Source:
╭──

1. Give Them Options

No one marketing tactic, offer or vehicle works for every market or location. Instead of requiring participation in companywide campaigns or promotions, enable franchisees to create variations that they think might work for their specific market and clientele. A new location may need an aggressive buy one, get one offer to drive sales, for example, while a mature location may need just ongoing awareness advertising or sponsorships to keep the brand top of mind in the community. Variables and options (that adhere to brand standards, of course) can enable franchisees to try different things while also continuing to promote the brand’s overall messaging, which is essential for synchronized and coordinated communication to create brand amplification

2. Advise Them To Embrace Aggressive Discounts

If franchisees are going to offer discounts to build their businesses, encourage them to make them aggressive. Some franchisees may be afraid of giving away too much and adversely impacting their bottom line. But to get potential customers to notice them, they may have to offer something compelling. Just advise franchisees not to do it all the time. Encourage them to practice good customer data hygiene by keeping track of existing and new customers via their point-of-sale system so they know who to target with different offers.

3. Encourage Franchisees To Pick Roles And Delegate Others

Every day, operations and marketing compete for a franchisee’s attention, and operations will usually win that battle because problems must be solved. However, just solving problems won’t build the business. Encourage each franchisee to identify which role they’d like to perform and identify someone else who can take on the other; otherwise, this vicious cycle may continue unabated. Help franchisees to understand their own strengths and fears and to recognize opportunities and skills in others so they can find the best use of their talents and allow others to grow.

4. Remind Them That Corporate Isn’t Always The Answer

Franchisees who get overwhelmed by running their businesses may want you to handle more or all of their marketing for them. Remind them that there can be unintended, adverse consequences to this, including a monthly sweep of funds, mandated participation and a lack of customization. Remind them that a locally controlled narrative can be an asset rather than a burden, and that they are the ones who likely have the most knowledge of their particular market.

╰──

Required work: Please pick up the franchise marketing tips text after its last sentence and continue it. The items after this point are separate and unrelated to the franchise marketing text.

Entries:
╭──

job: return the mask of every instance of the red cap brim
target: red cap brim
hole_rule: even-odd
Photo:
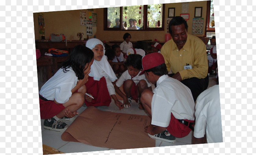
[[[142,71],[141,71],[141,72],[140,73],[139,75],[142,75],[144,73],[145,73],[145,70],[142,70]]]

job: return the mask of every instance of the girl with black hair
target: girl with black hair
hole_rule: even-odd
[[[80,45],[75,46],[70,57],[54,75],[44,85],[39,92],[41,118],[46,119],[44,128],[63,132],[67,127],[62,122],[78,114],[84,104],[91,66],[93,62],[92,51]]]

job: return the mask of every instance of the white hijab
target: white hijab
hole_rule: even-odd
[[[102,42],[97,39],[92,38],[86,42],[85,46],[92,50],[96,45],[99,44],[103,46],[104,51],[103,57],[99,61],[94,60],[91,66],[91,72],[89,74],[89,76],[93,77],[94,80],[97,81],[99,81],[101,78],[104,76],[111,81],[114,82],[117,79],[117,78],[108,61],[107,56],[105,55],[105,47]]]

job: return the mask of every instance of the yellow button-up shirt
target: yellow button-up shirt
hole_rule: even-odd
[[[167,69],[173,73],[179,72],[182,80],[193,77],[205,78],[208,74],[206,48],[204,42],[197,37],[187,34],[183,47],[179,50],[172,39],[165,43],[161,49]],[[192,69],[184,69],[187,64]]]

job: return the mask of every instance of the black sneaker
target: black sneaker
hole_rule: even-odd
[[[65,123],[60,120],[57,121],[53,117],[45,120],[44,122],[44,128],[56,131],[63,132],[68,126]]]
[[[148,133],[148,136],[153,139],[169,143],[174,143],[176,141],[176,138],[171,134],[167,130],[162,133],[152,135]]]
[[[76,119],[76,117],[74,116],[73,117],[71,118],[69,118],[67,116],[64,116],[64,117],[63,117],[60,119],[60,121],[73,121],[75,119]]]

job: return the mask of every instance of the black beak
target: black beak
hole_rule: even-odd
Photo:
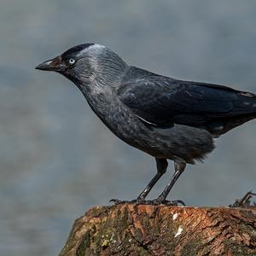
[[[38,65],[35,68],[45,71],[63,72],[65,71],[65,67],[66,66],[61,61],[61,57],[57,56]]]

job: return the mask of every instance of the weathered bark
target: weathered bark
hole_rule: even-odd
[[[75,221],[60,255],[256,255],[256,209],[97,207]]]

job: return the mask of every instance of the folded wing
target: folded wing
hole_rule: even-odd
[[[255,116],[256,96],[252,93],[176,80],[139,69],[132,72],[130,77],[135,79],[124,79],[119,97],[138,118],[152,125],[180,124],[222,134]]]

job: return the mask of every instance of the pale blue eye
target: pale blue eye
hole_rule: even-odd
[[[73,65],[74,63],[75,63],[75,60],[73,59],[73,58],[70,58],[69,60],[68,60],[68,63],[70,64],[70,65]]]

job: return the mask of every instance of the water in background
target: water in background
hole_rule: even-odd
[[[71,82],[36,64],[97,42],[134,66],[256,92],[255,24],[256,3],[247,0],[2,0],[0,254],[56,255],[76,218],[135,198],[155,172],[154,159],[116,138]],[[218,139],[173,198],[225,206],[255,189],[255,128]]]

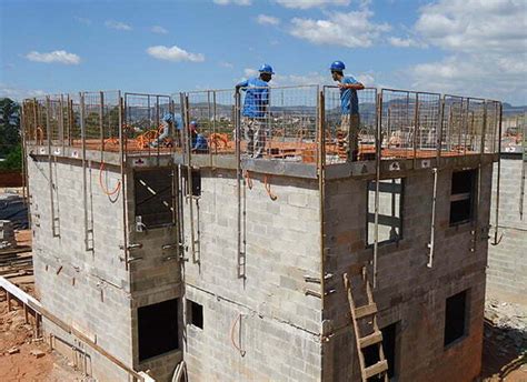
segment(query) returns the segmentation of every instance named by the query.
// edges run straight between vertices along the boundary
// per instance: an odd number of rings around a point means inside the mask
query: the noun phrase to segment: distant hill
[[[514,107],[510,103],[504,102],[504,115],[514,115],[514,114],[523,114],[527,112],[527,105],[523,107]]]

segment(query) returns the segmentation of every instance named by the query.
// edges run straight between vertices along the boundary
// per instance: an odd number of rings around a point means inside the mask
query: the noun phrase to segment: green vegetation
[[[20,144],[20,107],[9,98],[0,99],[0,170],[22,168]]]

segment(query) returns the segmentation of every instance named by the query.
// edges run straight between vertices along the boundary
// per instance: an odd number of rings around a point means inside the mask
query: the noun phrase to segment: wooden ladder
[[[374,302],[374,293],[371,292],[371,286],[368,281],[368,273],[366,267],[357,265],[354,267],[354,274],[362,273],[362,282],[366,288],[366,295],[368,298],[368,303],[366,305],[357,308],[355,304],[354,295],[351,293],[351,282],[348,277],[348,273],[344,274],[344,285],[348,294],[349,311],[351,313],[351,322],[355,330],[355,342],[357,345],[357,354],[359,356],[360,374],[362,376],[362,382],[366,382],[369,378],[380,376],[385,382],[388,382],[388,361],[385,359],[385,352],[382,350],[382,332],[377,325],[377,304]],[[372,329],[371,334],[362,336],[360,334],[360,329],[358,320],[364,320],[367,318],[372,318]],[[364,349],[377,345],[379,352],[379,361],[371,365],[366,365]]]

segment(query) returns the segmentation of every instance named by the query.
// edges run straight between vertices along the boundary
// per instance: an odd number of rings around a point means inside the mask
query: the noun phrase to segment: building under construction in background
[[[476,378],[500,102],[365,89],[347,162],[338,88],[269,94],[261,159],[235,90],[23,102],[46,341],[100,381]]]

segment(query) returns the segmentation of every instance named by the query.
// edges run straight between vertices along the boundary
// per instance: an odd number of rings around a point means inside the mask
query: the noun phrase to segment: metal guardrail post
[[[378,120],[376,132],[376,155],[375,155],[375,218],[374,218],[374,289],[377,288],[377,257],[379,249],[379,192],[380,192],[380,155],[382,152],[382,92],[377,98]]]
[[[414,110],[414,169],[417,167],[417,134],[419,133],[419,93],[416,93]]]
[[[491,242],[493,245],[498,245],[503,239],[501,237],[498,239],[498,228],[499,228],[499,191],[501,184],[501,118],[503,118],[503,105],[501,102],[498,105],[498,172],[496,174],[496,210],[495,210],[495,222],[494,222],[494,241]]]

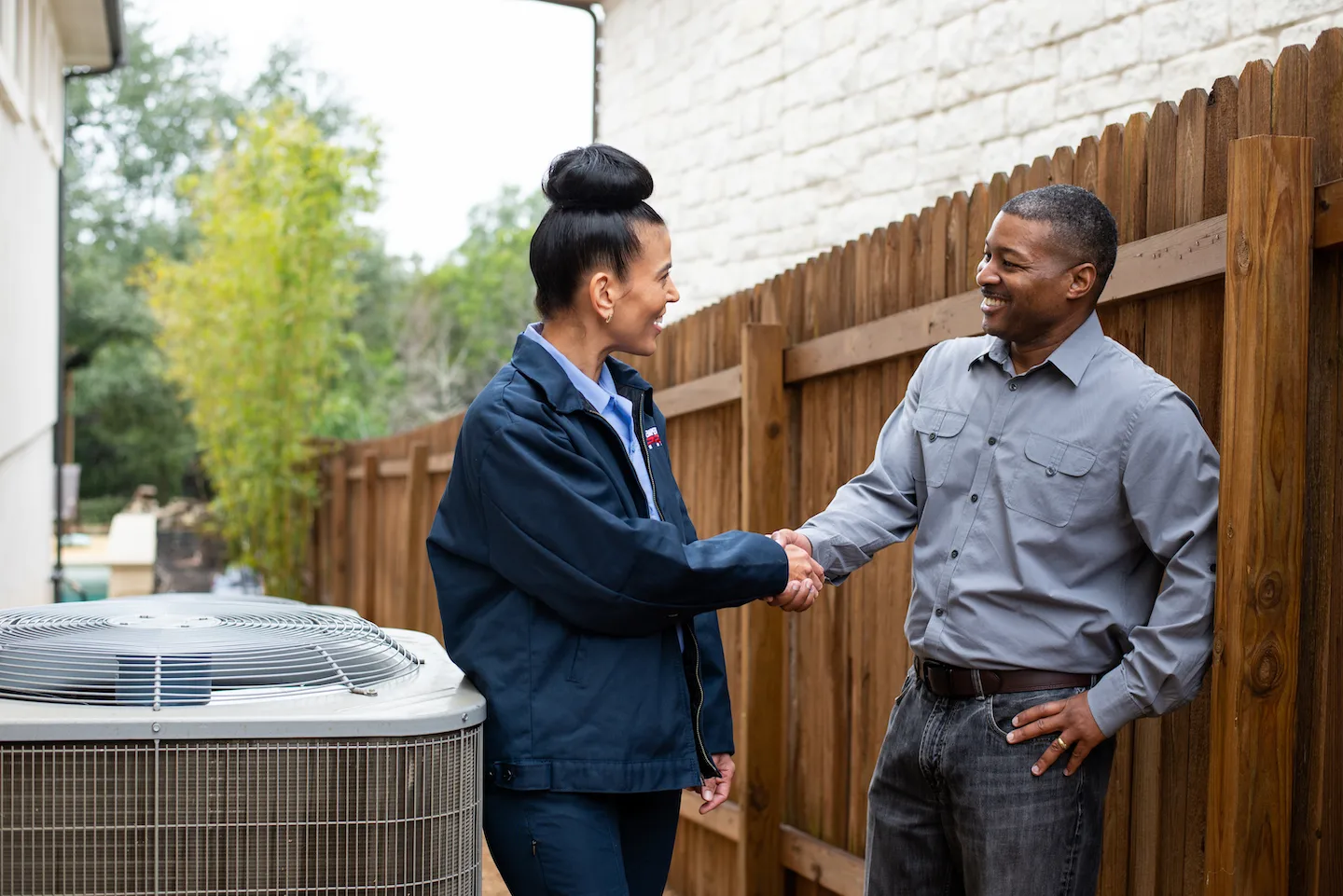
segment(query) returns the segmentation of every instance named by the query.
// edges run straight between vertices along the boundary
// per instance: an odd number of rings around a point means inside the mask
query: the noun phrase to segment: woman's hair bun
[[[633,156],[592,144],[556,156],[541,189],[556,208],[623,211],[653,195],[653,175]]]

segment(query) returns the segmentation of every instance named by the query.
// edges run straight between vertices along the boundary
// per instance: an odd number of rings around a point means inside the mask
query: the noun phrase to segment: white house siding
[[[47,3],[0,0],[0,609],[51,599],[63,64]]]
[[[607,0],[677,314],[1343,24],[1343,0]]]

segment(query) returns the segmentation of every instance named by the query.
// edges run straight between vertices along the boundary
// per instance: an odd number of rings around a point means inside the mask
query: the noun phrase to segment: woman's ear
[[[607,324],[611,322],[611,317],[615,316],[615,283],[611,281],[611,274],[607,271],[596,271],[588,279],[588,301],[592,302],[592,310],[596,316],[604,320]]]

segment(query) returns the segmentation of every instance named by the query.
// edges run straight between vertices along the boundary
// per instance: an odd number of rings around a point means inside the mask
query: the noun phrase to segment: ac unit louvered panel
[[[481,728],[0,743],[0,895],[479,893]]]

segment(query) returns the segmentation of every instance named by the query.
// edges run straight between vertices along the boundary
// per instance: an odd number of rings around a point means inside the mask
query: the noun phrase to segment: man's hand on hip
[[[1064,774],[1073,774],[1082,764],[1082,759],[1105,740],[1100,725],[1096,724],[1096,716],[1091,712],[1085,690],[1068,700],[1042,703],[1019,712],[1011,724],[1013,732],[1007,735],[1007,743],[1014,744],[1058,732],[1058,736],[1045,748],[1044,755],[1030,767],[1030,774],[1035,776],[1045,774],[1054,764],[1054,760],[1069,750],[1073,751],[1073,755],[1068,760],[1068,768],[1064,770]]]

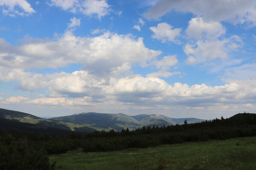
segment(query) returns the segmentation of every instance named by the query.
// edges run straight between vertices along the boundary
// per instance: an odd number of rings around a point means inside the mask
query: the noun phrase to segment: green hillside
[[[150,125],[151,122],[158,120],[163,120],[169,124],[175,125],[176,122],[173,120],[173,119],[163,115],[155,114],[139,114],[131,116],[138,121],[141,125]],[[166,126],[167,125],[166,125]]]
[[[40,126],[89,133],[95,130],[112,129],[121,131],[127,128],[134,130],[143,126],[167,126],[182,124],[185,119],[188,123],[200,122],[203,120],[196,118],[171,118],[157,114],[140,114],[129,116],[123,113],[82,113],[72,115],[52,118],[41,118],[32,114],[0,108],[0,118],[18,121]]]
[[[255,170],[256,137],[50,156],[59,170]]]
[[[129,128],[135,129],[140,125],[138,122],[132,117],[124,114],[108,114],[98,113],[82,113],[71,116],[51,118],[50,120],[78,124],[90,127],[98,130],[111,129],[121,130]]]
[[[0,108],[0,118],[68,130],[76,130],[83,132],[91,132],[95,130],[91,128],[83,128],[83,126],[80,125],[40,118],[30,114],[2,108]]]

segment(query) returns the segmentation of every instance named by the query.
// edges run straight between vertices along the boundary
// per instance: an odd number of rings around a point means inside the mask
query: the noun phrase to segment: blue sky
[[[41,116],[255,113],[256,7],[0,0],[0,107]]]

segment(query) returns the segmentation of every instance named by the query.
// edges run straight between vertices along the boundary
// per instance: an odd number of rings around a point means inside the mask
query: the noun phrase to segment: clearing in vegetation
[[[50,156],[55,170],[255,170],[256,136]]]

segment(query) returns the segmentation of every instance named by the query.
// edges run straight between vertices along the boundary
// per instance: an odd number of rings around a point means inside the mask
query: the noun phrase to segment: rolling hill
[[[171,118],[155,114],[129,116],[121,113],[113,114],[93,112],[82,113],[46,119],[23,112],[1,108],[0,108],[0,119],[28,123],[41,127],[85,133],[103,129],[106,131],[111,129],[120,131],[127,128],[130,130],[134,130],[144,125],[162,126],[165,125],[166,126],[182,124],[185,119],[188,123],[204,120],[196,118]]]

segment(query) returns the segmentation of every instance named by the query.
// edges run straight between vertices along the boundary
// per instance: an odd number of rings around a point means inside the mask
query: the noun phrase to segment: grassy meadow
[[[55,170],[256,170],[256,137],[50,156]]]

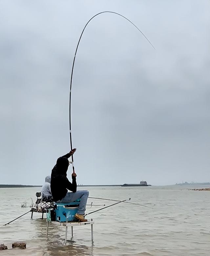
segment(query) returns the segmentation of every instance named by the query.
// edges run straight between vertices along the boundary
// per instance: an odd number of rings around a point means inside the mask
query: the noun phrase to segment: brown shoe
[[[88,221],[88,220],[86,219],[84,219],[83,215],[81,215],[80,214],[78,214],[78,213],[76,213],[75,214],[74,218],[82,222]]]

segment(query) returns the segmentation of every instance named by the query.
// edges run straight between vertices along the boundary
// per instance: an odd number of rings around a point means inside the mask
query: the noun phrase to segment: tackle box
[[[55,221],[59,222],[73,221],[80,202],[80,198],[71,203],[55,203]]]

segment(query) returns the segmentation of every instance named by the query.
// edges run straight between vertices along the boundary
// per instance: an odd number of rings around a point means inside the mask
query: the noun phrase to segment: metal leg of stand
[[[47,223],[47,232],[46,233],[46,238],[47,238],[47,235],[48,234],[48,227],[49,226],[49,221]]]
[[[66,241],[67,241],[67,229],[68,227],[67,226],[66,226],[66,234],[65,234],[65,244],[66,244]]]
[[[73,226],[72,226],[72,237],[73,237],[74,235],[73,235]]]
[[[91,221],[93,221],[93,219],[92,219]],[[92,240],[92,244],[93,244],[93,224],[91,224],[91,239]]]

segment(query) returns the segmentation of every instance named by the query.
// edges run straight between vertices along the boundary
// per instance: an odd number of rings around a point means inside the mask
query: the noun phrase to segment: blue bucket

╰──

Task output:
5. Focus On Rewards To Ensure Compliance

Compliance is such a loaded word, especially in franchising. No one likes to be scolded, and only the largest, most successful brands seem to be able to enforce via that approach. I’ve seen smaller or struggling brands suffer through tumultuous uprisings. Instead of the stick, try the carrot approach: Hold contests for bringing in the most new customers, and offer tangible rewards, such as an abatement of franchise fees or a financial contribution to their local marketing fund. Or create a cost-matching program for brand-endorsed promotions with demonstrable ROI. Money is often the ultimate motivator. Ultimately, you and your franchisees are creating a brand together. The more communication you coordinate on, the greater the amplification of brand awareness. A rising tide raises all ships.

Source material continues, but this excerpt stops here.